BEGIN DATA IN THIS EXERCISE
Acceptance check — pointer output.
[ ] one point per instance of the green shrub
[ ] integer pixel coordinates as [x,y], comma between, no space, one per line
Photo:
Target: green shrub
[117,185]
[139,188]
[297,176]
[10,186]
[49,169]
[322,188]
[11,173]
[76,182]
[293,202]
END DATA IN THIS EXERCISE
§ PROBLEM TO SOLVE
What this exercise asks for is the data above, retyped exactly.

§ SOLUTION TO THIS EXERCISE
Acceptance check — pointer output.
[ ] one point per instance of the green shrub
[ ] integer pixel coordinates as [x,y], comma between, no space, one per line
Photo:
Target: green shrub
[117,185]
[139,188]
[297,176]
[10,186]
[49,169]
[322,188]
[11,173]
[76,182]
[293,202]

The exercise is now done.